• Task item:
Check each line of the records below and collect those that include the word "rocky".

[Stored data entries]

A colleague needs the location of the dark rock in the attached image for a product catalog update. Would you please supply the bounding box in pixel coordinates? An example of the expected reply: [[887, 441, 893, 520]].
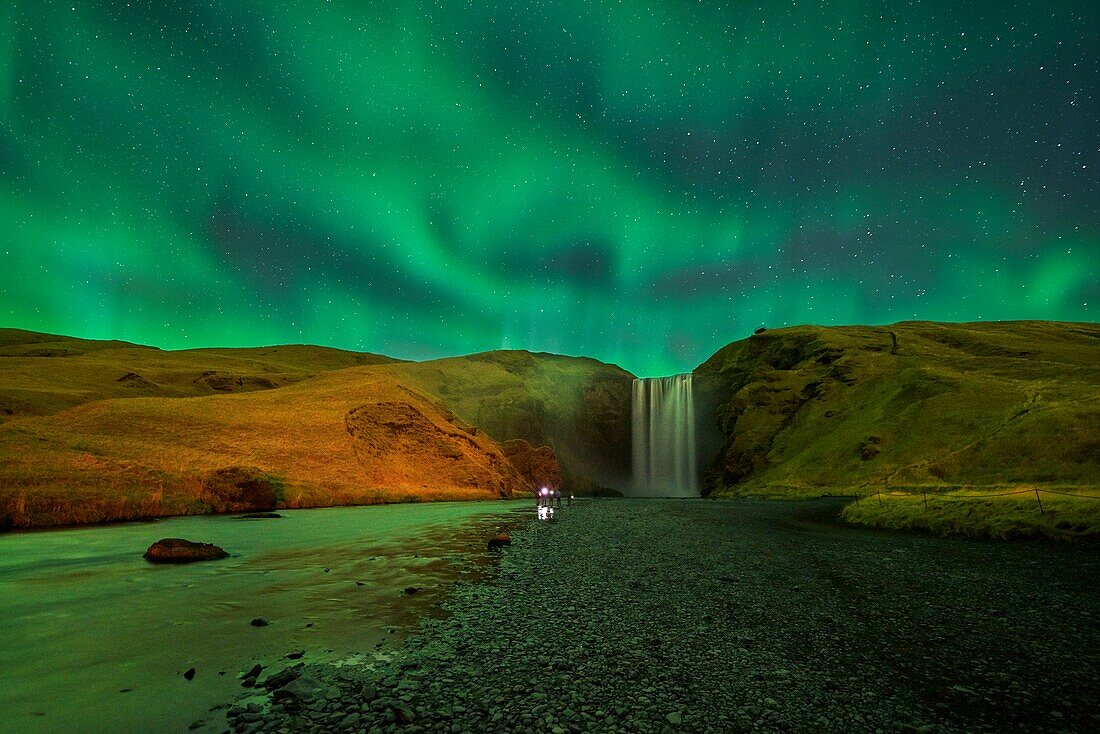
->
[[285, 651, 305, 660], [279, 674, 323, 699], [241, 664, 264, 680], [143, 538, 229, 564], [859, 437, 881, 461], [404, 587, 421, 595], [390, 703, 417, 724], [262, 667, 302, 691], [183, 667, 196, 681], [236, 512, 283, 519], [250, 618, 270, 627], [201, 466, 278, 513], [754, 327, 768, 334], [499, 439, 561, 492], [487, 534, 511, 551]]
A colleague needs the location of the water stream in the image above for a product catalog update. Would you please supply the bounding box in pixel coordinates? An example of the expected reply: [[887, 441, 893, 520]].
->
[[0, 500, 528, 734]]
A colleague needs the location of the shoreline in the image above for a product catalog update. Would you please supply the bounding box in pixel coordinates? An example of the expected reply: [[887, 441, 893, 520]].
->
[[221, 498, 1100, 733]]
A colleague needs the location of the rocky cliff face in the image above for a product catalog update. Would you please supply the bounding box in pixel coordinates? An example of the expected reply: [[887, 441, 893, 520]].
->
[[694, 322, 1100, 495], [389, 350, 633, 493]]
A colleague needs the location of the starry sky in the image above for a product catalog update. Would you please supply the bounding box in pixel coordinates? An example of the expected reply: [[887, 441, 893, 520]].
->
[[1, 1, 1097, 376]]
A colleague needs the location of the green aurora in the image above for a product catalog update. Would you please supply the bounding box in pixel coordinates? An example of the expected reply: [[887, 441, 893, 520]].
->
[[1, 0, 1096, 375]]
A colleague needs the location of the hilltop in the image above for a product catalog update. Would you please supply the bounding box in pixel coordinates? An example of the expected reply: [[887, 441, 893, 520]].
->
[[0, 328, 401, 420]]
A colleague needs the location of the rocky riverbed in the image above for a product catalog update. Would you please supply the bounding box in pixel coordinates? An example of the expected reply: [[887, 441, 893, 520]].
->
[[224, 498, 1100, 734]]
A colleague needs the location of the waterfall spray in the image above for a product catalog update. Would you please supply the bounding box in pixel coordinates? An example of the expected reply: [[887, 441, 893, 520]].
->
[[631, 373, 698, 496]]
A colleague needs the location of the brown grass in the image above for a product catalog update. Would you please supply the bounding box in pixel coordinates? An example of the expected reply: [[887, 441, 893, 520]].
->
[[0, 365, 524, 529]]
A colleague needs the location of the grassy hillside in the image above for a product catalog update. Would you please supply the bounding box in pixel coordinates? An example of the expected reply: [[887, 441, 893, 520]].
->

• Result of this task:
A colleague needs the location of the rocky cliff face in the image above for a product catalog update. Would you please supply the bounding box in pixel coordinates? An example of the expected reply: [[887, 441, 893, 520]].
A colleague needs the location of the rocky riverbed in the image above for a product catalog update. Would you please supply the bounding box in pixel coordinates? An example of the expected reply: [[887, 441, 893, 520]].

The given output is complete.